Directions
In the data below, how many lines include the string "blue"? Give only the number.

[Stored data entries]

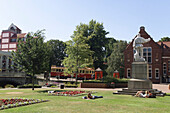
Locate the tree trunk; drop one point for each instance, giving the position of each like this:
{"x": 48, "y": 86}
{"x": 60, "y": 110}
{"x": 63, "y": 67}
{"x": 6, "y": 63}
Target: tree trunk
{"x": 33, "y": 81}
{"x": 76, "y": 78}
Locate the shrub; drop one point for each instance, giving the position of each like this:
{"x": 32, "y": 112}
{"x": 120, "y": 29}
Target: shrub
{"x": 29, "y": 86}
{"x": 107, "y": 80}
{"x": 9, "y": 86}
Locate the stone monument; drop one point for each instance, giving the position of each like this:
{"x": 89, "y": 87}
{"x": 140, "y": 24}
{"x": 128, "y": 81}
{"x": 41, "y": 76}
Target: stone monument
{"x": 140, "y": 78}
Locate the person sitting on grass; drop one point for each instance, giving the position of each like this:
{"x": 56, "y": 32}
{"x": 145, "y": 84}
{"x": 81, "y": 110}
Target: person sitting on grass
{"x": 89, "y": 96}
{"x": 140, "y": 94}
{"x": 147, "y": 94}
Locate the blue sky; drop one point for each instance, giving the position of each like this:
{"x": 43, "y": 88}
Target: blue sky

Answer to the problem
2